#### REQUIREMENT
Repeat all of the records verbatim.

[Entries from a pointing dataset]
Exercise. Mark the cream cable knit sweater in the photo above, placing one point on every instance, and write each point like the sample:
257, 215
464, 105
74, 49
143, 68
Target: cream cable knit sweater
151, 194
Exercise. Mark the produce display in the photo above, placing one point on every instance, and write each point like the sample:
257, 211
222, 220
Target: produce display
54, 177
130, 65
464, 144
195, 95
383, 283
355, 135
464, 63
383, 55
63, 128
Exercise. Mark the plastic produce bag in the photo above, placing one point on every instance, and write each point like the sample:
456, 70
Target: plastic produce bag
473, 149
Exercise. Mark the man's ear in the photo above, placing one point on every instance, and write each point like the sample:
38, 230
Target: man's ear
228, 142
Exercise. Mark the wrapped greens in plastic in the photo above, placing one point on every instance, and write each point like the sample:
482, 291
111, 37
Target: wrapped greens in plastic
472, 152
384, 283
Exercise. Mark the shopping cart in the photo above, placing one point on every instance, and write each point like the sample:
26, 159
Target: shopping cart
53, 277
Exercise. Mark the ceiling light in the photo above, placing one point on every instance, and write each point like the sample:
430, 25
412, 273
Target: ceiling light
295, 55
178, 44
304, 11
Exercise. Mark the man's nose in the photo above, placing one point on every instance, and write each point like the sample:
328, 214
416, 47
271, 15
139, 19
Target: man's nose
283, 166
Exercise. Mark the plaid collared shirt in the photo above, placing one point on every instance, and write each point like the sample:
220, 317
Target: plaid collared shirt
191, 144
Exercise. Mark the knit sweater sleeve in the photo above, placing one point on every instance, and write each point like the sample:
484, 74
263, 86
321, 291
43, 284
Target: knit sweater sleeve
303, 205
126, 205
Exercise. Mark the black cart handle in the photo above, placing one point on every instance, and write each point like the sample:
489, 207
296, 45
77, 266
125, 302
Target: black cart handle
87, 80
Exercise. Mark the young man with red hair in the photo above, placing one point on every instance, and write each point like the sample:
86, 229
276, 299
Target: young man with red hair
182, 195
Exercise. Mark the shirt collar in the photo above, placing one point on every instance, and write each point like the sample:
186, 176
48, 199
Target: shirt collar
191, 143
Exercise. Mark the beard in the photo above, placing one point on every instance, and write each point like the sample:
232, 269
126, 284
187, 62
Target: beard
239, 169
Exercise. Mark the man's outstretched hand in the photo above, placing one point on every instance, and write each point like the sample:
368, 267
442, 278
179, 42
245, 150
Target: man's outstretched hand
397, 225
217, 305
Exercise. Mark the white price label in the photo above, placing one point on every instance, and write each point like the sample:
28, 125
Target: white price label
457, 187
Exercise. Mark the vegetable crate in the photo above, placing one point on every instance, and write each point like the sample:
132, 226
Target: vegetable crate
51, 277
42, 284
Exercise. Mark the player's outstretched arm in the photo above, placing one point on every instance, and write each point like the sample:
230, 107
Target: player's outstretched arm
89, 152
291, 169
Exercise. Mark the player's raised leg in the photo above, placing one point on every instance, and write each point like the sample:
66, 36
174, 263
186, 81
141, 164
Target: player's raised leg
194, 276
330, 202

#### RIGHT ANSWER
Exercise. Mark the cream cable knit sweater in the photo above, placing one point on every instance, and write each point like the sample:
257, 215
464, 105
74, 49
143, 68
Target: cream cable knit sweater
151, 194
Exercise. Mark the produce display in the photo above, placing one point on every instance, and write each point like the sample:
257, 211
222, 220
Target: produce display
54, 177
130, 65
464, 144
195, 95
383, 283
355, 135
464, 63
383, 55
63, 128
Exercise. Mark the plastic produce bag in the photo above, placing one point on every instance, and write each point like the sample:
456, 70
Target: plastic produce bag
473, 149
Exercise. Mark the man's ear in the photo above, placing one point on every instance, and write each point like the sample:
38, 230
Target: man's ear
228, 142
Exercise. Mark the wrapped greens in plastic in the photo above, placing one point on every instance, and write each point like the sample:
482, 291
111, 37
Target: wrapped greens in plastic
472, 152
384, 283
Exercise. Mark the shopping cart in the photo above, placing one point on every instance, and write each point like the sample:
26, 159
Target: shopping cart
53, 277
Exercise. Mark the ceiling light in the photo above, placing one point on every instance, and write each point like the sample:
430, 25
412, 273
Target: ceiling light
295, 55
178, 44
304, 11
Exercise. Mark the man's nose in the photo above, placing one point on every instance, and write each point like the sample:
328, 214
416, 47
271, 15
139, 19
Target: man's nose
283, 166
Exercise. Mark the plaid collared shirt in the photo above, placing one point on every instance, and write each point like the sample:
220, 317
Target: plaid collared shirt
191, 144
Exercise. Mark the knit sweater sleeve in the photo above, placing one point on every instance, and write each point like the sample:
484, 74
263, 86
321, 291
43, 284
Target: knit sweater sleeve
303, 205
126, 205
Exercise. Mark the black cart handle in the photo above, placing one point on every instance, and write each point like the sample:
489, 207
296, 45
77, 266
125, 302
Target: black cart handle
87, 80
Exercise. Mark the young man with red hair in the photo above, placing one point on every instance, and write each point like the sample:
86, 229
276, 299
Target: young man with red hair
182, 195
Exercise. Mark the shirt collar in the photo above, placing one point on every instance, and write each point like the sample:
186, 176
48, 199
Target: shirt collar
191, 143
Exercise. Mark the beard in the photo above, placing one point on every instance, and write each point like the sample:
232, 269
126, 284
187, 62
Target: beard
239, 169
Exercise. Mark the man's outstretched hand in the photo above, placing one point on every instance, and write each point like the sample:
368, 267
442, 278
179, 42
245, 150
Target: man's outstretched hand
397, 225
217, 305
Exercise. Mark the white price label in the photo above, placing one point on every instance, and write each point like the sample:
28, 125
Target: white price label
457, 187
Exercise. Mark the vegetable crate in the photo above, placing one point on every instance, and write each point like the sample:
132, 226
Target: vegetable crate
51, 277
42, 284
Exercise. Mark the player's outstretched arm in the photo above, placing one point on every instance, and write each point like the sample:
230, 107
Target: player's outstretched arm
89, 152
291, 169
Exercise. Mark the player's raised leg in the photo above, placing one point on every instance, and write each point like the sample:
66, 36
174, 263
186, 81
141, 164
Target: player's raised leg
194, 276
330, 202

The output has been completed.